◆ Requirements ◆
Please swap "overcast" for "cloudy" in the material from the line with "Look at this image and locate every instance of coconut" through the end, leaving everything else unchanged. Return only those lines.

◆ Information supplied ◆
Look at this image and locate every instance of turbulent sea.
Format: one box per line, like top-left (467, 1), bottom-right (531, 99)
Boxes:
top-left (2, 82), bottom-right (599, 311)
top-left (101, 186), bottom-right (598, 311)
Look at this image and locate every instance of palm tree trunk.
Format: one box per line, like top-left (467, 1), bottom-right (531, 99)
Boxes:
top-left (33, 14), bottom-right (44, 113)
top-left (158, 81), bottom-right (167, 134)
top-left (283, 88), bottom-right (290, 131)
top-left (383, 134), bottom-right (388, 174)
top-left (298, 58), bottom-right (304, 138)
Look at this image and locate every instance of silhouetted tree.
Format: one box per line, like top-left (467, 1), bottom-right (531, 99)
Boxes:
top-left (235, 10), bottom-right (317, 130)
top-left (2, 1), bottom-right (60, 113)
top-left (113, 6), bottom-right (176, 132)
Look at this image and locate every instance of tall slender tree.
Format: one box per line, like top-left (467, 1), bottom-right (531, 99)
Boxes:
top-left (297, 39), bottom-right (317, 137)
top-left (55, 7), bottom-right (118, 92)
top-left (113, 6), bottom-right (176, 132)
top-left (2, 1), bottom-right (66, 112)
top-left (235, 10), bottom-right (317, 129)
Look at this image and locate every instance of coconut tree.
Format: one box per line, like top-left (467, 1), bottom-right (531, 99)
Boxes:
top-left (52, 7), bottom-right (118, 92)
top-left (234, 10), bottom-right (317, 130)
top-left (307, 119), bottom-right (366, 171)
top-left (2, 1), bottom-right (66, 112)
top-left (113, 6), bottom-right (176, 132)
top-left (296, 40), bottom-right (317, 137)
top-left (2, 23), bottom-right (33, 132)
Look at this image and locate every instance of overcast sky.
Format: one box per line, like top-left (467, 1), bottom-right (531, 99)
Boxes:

◆ Response to this task ◆
Look at this image and locate every instance of coconut tree.
Format: one box per line, like top-left (467, 1), bottom-right (531, 99)
Boxes:
top-left (52, 7), bottom-right (118, 92)
top-left (234, 10), bottom-right (317, 130)
top-left (307, 119), bottom-right (366, 171)
top-left (2, 1), bottom-right (66, 112)
top-left (113, 6), bottom-right (176, 132)
top-left (296, 40), bottom-right (317, 137)
top-left (2, 23), bottom-right (33, 132)
Look at this image and locate every instance of cloudy sky.
Format: one box per line, like top-left (467, 1), bottom-right (531, 99)
Boxes:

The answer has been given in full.